● **Goal of the exercise**: From the entries that follow, report every line in which "arrow" occurs.
··· Information given
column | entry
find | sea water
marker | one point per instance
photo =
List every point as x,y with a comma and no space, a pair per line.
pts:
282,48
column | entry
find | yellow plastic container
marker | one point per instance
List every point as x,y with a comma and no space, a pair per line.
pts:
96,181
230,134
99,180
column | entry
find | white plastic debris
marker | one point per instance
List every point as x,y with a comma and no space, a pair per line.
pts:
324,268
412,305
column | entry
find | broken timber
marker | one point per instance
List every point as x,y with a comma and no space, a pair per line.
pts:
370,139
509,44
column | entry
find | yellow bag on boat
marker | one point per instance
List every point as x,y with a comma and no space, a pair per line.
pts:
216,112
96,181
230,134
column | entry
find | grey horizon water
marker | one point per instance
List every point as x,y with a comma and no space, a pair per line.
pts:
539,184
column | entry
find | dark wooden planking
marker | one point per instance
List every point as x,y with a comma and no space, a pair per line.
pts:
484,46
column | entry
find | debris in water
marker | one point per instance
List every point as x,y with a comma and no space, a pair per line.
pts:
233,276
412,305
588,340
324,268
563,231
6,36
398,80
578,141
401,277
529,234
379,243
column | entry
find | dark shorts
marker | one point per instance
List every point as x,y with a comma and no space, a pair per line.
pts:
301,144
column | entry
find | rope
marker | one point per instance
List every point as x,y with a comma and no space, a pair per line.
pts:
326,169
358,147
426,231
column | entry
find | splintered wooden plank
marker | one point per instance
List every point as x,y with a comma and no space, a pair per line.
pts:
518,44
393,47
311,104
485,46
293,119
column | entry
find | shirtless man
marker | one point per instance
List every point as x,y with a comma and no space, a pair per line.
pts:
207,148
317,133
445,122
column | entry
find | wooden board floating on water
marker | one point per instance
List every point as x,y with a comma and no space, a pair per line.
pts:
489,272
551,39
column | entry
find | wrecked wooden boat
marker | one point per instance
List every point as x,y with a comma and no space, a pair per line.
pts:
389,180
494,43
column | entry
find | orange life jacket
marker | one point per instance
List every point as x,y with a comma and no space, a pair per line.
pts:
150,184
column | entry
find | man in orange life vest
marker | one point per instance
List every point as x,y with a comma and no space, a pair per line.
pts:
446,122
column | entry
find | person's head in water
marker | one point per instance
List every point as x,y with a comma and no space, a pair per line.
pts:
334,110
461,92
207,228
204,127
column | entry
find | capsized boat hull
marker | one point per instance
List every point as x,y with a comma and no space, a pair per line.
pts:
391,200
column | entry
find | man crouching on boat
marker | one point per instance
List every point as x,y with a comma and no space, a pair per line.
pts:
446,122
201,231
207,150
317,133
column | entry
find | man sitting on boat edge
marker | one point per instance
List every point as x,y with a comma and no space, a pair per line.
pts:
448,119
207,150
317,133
······
··· Information given
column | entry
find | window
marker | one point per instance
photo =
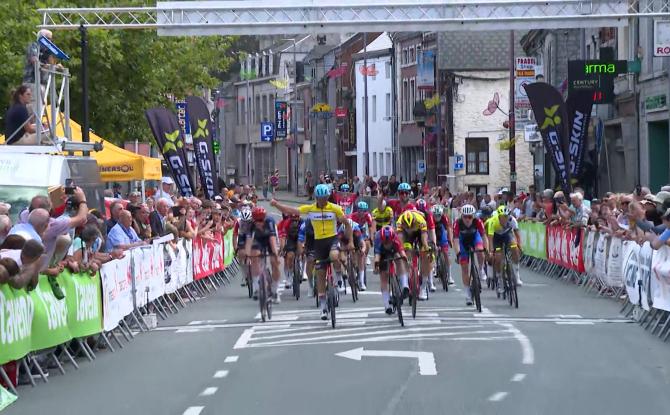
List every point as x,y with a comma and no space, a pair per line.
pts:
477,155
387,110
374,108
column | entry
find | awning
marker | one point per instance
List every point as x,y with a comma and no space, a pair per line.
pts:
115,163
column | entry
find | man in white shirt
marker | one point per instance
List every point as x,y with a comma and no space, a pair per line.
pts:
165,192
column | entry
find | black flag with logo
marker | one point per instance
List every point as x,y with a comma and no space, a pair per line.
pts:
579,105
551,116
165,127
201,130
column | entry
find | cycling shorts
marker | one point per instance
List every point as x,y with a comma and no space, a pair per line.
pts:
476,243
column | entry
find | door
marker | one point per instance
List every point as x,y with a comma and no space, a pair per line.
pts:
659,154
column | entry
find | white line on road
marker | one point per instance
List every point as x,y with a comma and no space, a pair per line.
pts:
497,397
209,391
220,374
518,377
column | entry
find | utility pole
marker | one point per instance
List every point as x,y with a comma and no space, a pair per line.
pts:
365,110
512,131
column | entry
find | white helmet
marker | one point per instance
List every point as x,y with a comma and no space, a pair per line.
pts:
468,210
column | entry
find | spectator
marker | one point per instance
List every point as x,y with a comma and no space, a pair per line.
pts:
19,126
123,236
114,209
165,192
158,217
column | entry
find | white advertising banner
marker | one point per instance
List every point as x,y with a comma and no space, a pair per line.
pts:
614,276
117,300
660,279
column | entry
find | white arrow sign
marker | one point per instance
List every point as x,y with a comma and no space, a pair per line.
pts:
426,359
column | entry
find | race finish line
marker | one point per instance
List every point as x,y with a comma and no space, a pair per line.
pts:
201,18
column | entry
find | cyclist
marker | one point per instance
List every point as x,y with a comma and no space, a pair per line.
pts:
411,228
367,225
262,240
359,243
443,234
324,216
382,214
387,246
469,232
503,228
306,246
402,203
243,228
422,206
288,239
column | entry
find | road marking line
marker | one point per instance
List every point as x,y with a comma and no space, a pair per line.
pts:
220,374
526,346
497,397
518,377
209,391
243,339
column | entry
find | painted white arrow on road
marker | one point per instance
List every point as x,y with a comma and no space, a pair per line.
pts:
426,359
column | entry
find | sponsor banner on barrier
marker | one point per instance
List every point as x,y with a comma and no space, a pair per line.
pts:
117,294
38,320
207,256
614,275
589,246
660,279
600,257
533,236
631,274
······
● **Output below**:
find | white arrow sign
find | painted white arrow on road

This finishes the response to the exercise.